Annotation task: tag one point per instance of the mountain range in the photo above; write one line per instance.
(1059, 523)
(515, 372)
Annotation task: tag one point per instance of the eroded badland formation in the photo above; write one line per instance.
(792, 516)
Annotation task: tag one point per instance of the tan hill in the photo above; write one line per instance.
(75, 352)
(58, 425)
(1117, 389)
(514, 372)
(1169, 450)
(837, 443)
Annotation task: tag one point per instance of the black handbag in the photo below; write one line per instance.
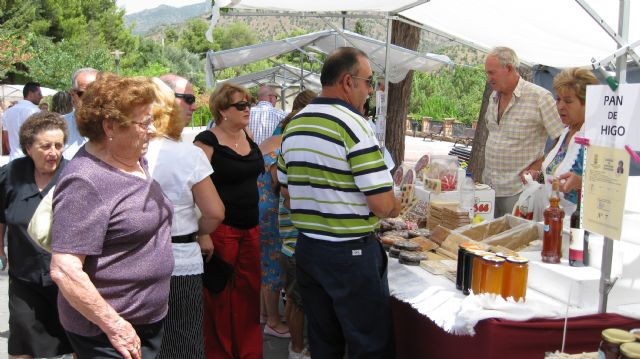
(217, 274)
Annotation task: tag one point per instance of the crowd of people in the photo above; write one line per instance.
(282, 201)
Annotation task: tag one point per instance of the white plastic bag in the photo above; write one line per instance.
(40, 225)
(532, 201)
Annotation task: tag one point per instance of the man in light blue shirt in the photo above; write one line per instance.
(79, 83)
(264, 117)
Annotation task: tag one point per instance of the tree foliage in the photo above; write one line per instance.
(450, 93)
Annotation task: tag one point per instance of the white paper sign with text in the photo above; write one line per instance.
(612, 118)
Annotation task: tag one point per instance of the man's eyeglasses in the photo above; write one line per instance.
(146, 124)
(371, 82)
(241, 106)
(188, 98)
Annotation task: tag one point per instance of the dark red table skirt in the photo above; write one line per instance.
(417, 337)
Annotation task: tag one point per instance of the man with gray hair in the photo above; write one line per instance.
(520, 117)
(264, 117)
(332, 170)
(185, 97)
(15, 116)
(80, 80)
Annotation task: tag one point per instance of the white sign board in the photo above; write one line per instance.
(612, 118)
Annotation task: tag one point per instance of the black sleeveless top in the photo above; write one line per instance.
(236, 179)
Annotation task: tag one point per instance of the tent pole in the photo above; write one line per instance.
(606, 284)
(382, 120)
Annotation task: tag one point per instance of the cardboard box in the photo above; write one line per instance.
(485, 198)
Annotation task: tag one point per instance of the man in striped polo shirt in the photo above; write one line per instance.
(334, 174)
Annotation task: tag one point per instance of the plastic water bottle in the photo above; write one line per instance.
(468, 195)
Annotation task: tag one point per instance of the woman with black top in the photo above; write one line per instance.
(34, 328)
(232, 317)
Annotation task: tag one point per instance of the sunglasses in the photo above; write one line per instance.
(147, 123)
(188, 98)
(241, 106)
(369, 80)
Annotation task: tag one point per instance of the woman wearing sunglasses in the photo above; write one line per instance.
(231, 317)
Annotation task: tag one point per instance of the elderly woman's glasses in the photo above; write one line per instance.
(188, 98)
(241, 106)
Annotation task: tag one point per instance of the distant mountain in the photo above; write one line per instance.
(147, 20)
(153, 22)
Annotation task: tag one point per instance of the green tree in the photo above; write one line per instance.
(359, 28)
(451, 92)
(56, 62)
(192, 37)
(13, 50)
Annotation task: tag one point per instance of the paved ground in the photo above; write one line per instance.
(274, 348)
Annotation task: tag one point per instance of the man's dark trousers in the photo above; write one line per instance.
(345, 296)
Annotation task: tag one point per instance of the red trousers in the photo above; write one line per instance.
(232, 317)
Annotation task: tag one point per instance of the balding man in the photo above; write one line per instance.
(80, 80)
(15, 116)
(185, 97)
(264, 117)
(519, 117)
(332, 169)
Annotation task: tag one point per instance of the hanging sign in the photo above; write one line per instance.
(612, 118)
(605, 188)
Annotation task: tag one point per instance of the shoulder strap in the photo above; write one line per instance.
(208, 138)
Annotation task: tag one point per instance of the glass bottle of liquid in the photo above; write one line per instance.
(578, 245)
(553, 217)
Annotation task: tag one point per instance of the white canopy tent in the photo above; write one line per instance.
(289, 79)
(557, 33)
(401, 60)
(283, 76)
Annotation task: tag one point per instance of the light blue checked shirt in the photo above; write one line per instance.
(263, 120)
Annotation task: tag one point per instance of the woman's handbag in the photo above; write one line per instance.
(216, 274)
(40, 225)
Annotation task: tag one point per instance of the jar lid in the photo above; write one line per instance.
(480, 252)
(492, 258)
(617, 336)
(630, 350)
(515, 259)
(469, 245)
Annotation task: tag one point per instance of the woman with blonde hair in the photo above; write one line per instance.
(183, 171)
(565, 158)
(232, 317)
(111, 234)
(278, 239)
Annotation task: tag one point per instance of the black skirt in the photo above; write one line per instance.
(34, 326)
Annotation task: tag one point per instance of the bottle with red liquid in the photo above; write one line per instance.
(579, 240)
(553, 217)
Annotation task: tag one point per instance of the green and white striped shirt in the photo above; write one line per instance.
(330, 161)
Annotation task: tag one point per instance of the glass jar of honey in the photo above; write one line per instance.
(462, 249)
(630, 351)
(491, 281)
(611, 340)
(478, 270)
(514, 281)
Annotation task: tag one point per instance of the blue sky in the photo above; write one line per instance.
(132, 6)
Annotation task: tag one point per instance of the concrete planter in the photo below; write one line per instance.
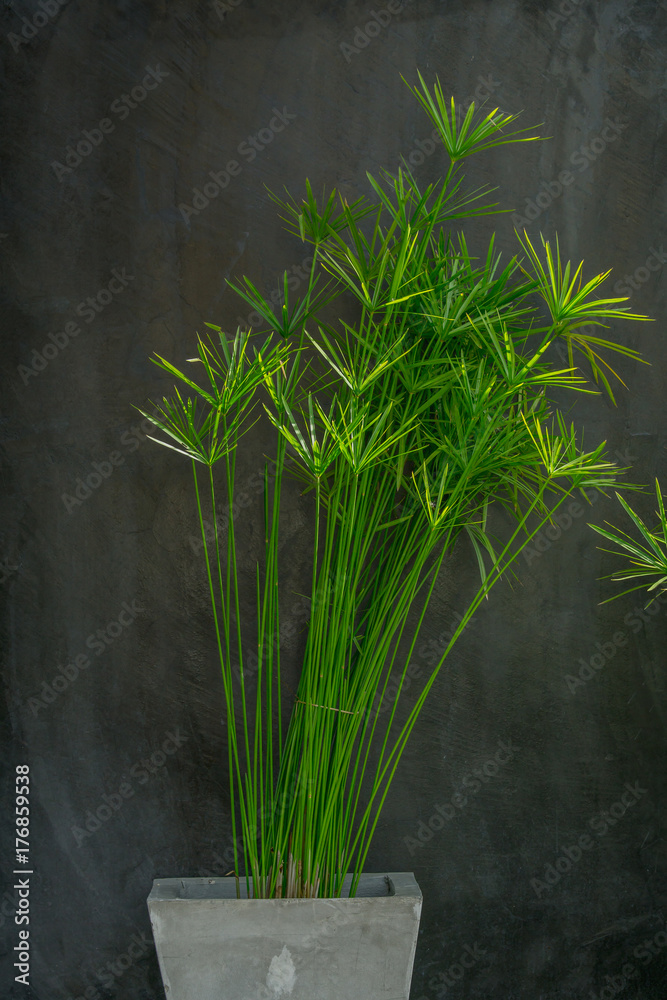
(213, 946)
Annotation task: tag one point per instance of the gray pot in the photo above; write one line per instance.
(213, 946)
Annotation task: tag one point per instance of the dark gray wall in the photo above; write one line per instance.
(69, 569)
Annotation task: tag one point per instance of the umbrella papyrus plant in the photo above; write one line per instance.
(406, 426)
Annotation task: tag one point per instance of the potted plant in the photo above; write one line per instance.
(407, 426)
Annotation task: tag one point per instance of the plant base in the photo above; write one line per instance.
(212, 945)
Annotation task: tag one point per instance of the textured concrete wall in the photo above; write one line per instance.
(106, 587)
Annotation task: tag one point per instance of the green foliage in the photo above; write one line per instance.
(648, 560)
(407, 426)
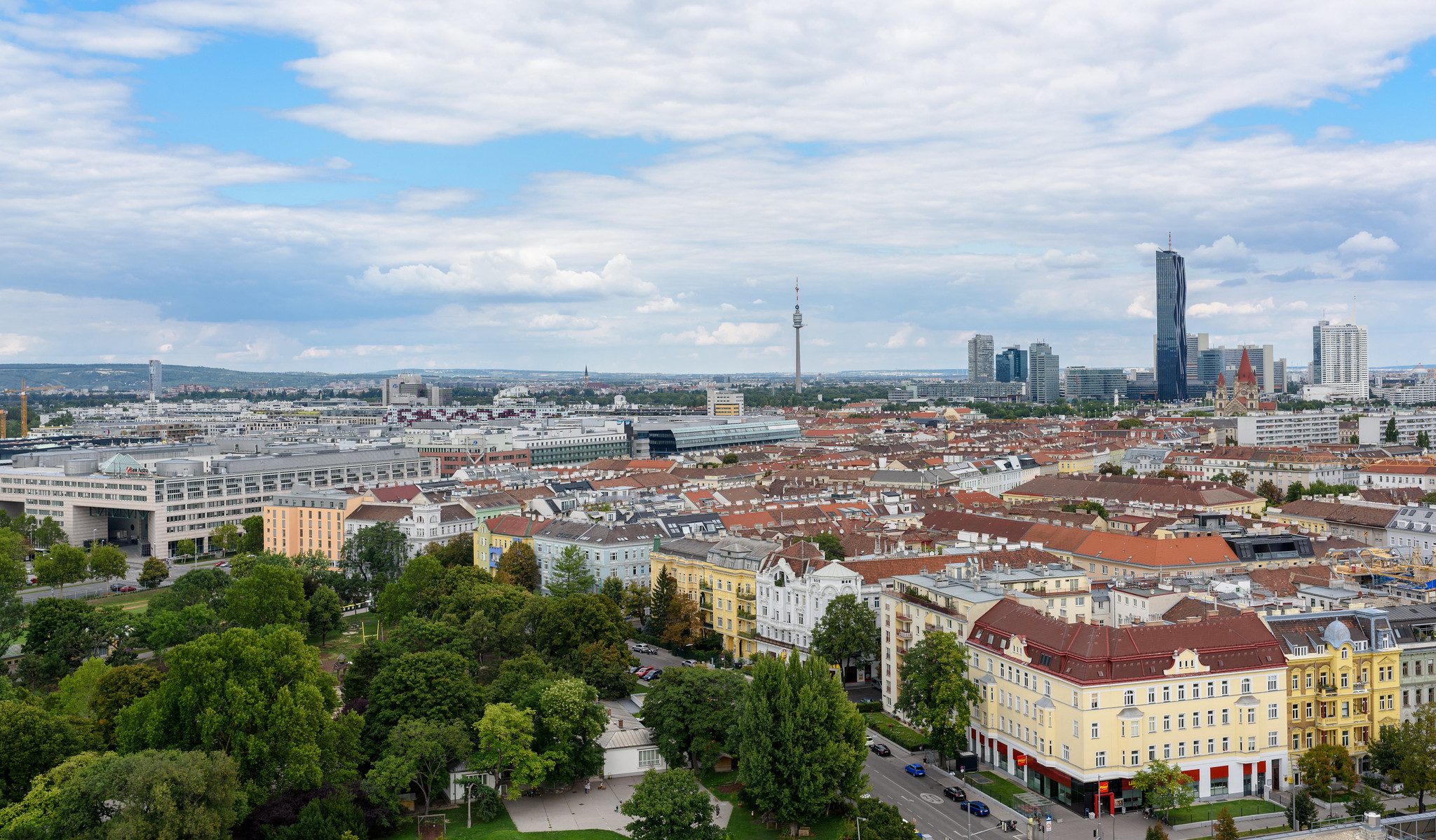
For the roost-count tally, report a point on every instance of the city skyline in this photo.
(250, 187)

--------------------

*What you should do*.
A verbatim transcription of the records, pictures excluded, is the required output.

*Written response*.
Annotation task: tag one point per instance of the mountain range in the photo above; write one line per instance.
(1059, 523)
(515, 372)
Annotation task: tag one point per instance of the eroded badland formation in the photo above; write one line per instance.
(792, 516)
Annotation task: tag one point per instance of the tan hill in the photo above; write one line per instance.
(75, 352)
(58, 425)
(1117, 389)
(514, 372)
(1169, 450)
(837, 443)
Annotation task: tag one point per instance of the black handbag in the photo below; write one line per instance.
(217, 274)
Annotation task: tag one point per instance of the crowd of people in the photo above; write one line per instance.
(282, 201)
Annotation task: tag one point per instance of the white plastic bag in the photo above; write one line per instance.
(40, 225)
(532, 201)
Annotation task: tag one point per instance of the man in light blue shirt in the photo above; write one line per instance.
(79, 83)
(264, 117)
Annotation task: tag one point per instance of the tree foliage in the photo above; write one line per instance.
(450, 93)
Annotation task: tag one point per instance of the white paper sign with text in the photo above; write one line per instance.
(612, 118)
Annotation task: tag one point per instance of the man's eyeglasses in the photo above; write one line per instance.
(146, 124)
(371, 82)
(241, 106)
(188, 98)
Annotation task: tag one point per instance of the dark red table skirt in the photo above; write one line per instance.
(417, 337)
Annotation task: tag one point per instance of the man with gray hair in the photo above; write one line per instance.
(520, 117)
(264, 117)
(332, 170)
(185, 97)
(15, 116)
(80, 80)
Annotation task: tag one point per instance of the white sign board in the photo above; write one line per instance.
(612, 118)
Annotation task: tag one point per instance of the black sleeveless top in the photo above; write one line per instance.
(236, 179)
Annotation task: tag one point per instance of the tent pole in the photo above; write one line per instance.
(606, 284)
(382, 120)
Annotation task: tag one point per instance of the cardboard box in the photo above; write one line per instance.
(485, 198)
Annotation task: tag one point per instance of the man in striped polo shirt in the photo above; write one line per instance.
(334, 174)
Annotation task: tag one point per instance of the plastic water bottle in the photo above; write one line per instance.
(468, 195)
Annotation task: tag one point per instance of the woman with black top in the photo above; write one line per instance.
(34, 328)
(232, 317)
Annotation task: tag one point per instance of the sunglasses in the photo above; write one line per instance.
(147, 123)
(188, 98)
(241, 106)
(369, 80)
Annotation task: tag one point per instance of the woman wearing sunglasses in the photo above; write one line per instance.
(231, 317)
Annotation task: tag one point per instance of the elderly woman's glasses in the photo above; write one line per instance.
(188, 98)
(241, 106)
Annotation task: tag one point per instance of the distant mountain in the photo above; write one line per instance.
(147, 20)
(153, 22)
Annotation task: tag one point per instance of the green tree in the photo above; write one line per instance.
(359, 28)
(451, 92)
(56, 62)
(192, 37)
(13, 50)
Annotation task: tag one point per instance of the paved ground in the photo above; write one line per instance.
(274, 348)
Annotation task: tag one point per instance of the man's dark trousers in the photo above; write one line per instance.
(345, 296)
Annotation task: tag one point per instance of the red trousers in the photo above; write one line per instance.
(232, 317)
Annotation task: tag one point per instance of the balding man in the photo above; write one line per instance.
(80, 80)
(15, 116)
(185, 97)
(264, 117)
(519, 117)
(332, 169)
Annotation task: tag one point per instance of the hanging sign in the photo above; write one line per instance.
(612, 118)
(605, 188)
Annotation task: tag one point per instance of the shoulder strap in the photo above; write one line per instance.
(208, 138)
Annotation task: tag one point per instance of the glass bottle of liquid in the photo above; write one line per instance.
(578, 245)
(553, 217)
Annotation task: tag one point per instance of the white canopy tent in the photo above; write one line per instance.
(289, 79)
(557, 33)
(401, 60)
(283, 76)
Annotation task: tag one point per instance of the light blue checked shirt in the photo above; write one line per instance.
(263, 120)
Annotation task: tag one point per instance of the woman's handbag in the photo above; write one line per instance.
(216, 274)
(40, 225)
Annotation task: tag one point per instance of the jar lid in the photo above; write one line per instance.
(480, 252)
(492, 258)
(617, 336)
(630, 350)
(515, 259)
(469, 245)
Annotation task: tag one point per instance of the woman with blonde hair in the photo above; write one line per instance.
(183, 171)
(565, 158)
(232, 317)
(111, 234)
(278, 239)
Annotation task: tag one point per instance of the black skirt in the photo above; write one line per instance.
(34, 326)
Annotation task: tag one point per instance of the bottle with red liquid in the photo above; write one line per instance.
(579, 240)
(553, 217)
Annotation task: tag one point per instance of the green and white striped shirt in the photo above; write one line per instance.
(330, 161)
Annotation task: tag one point per instance of the glass jar of honey in the photo above; write one line per instance.
(462, 249)
(630, 351)
(491, 281)
(611, 340)
(478, 270)
(514, 281)
Annotation task: tag one point per instance of the blue sky in the photo above; write one line per instance.
(132, 6)
Annotation task: tag one point per instance of the concrete planter in the photo below; write one line per instance.
(213, 946)
Annotation task: tag one point per instance of the gray pot in the photo above; write one line per instance.
(213, 946)
Annotation task: tag one point per instance of the dark gray wall in the photo above; write one line per instance.
(69, 569)
Annotation task: tag one point per instance of the umbrella papyrus plant in the photo above; write one line per instance.
(406, 426)
Annotation task: tag one point per instance of the potted plant in the photo above; write one line per instance.
(407, 426)
Annotation task: tag one point per instance of the plant base in the photo above; write one line per instance.
(212, 945)
Annotation task: tag one point per instance of the textured concrete wall in the photo above; write one line per instance.
(106, 587)
Annotation task: tag one point per instance of the green foliage in the photo above; write one line per instance.
(648, 560)
(407, 426)
For the roost-count tally, report a point on every instance of the city skyline in this photo.
(250, 187)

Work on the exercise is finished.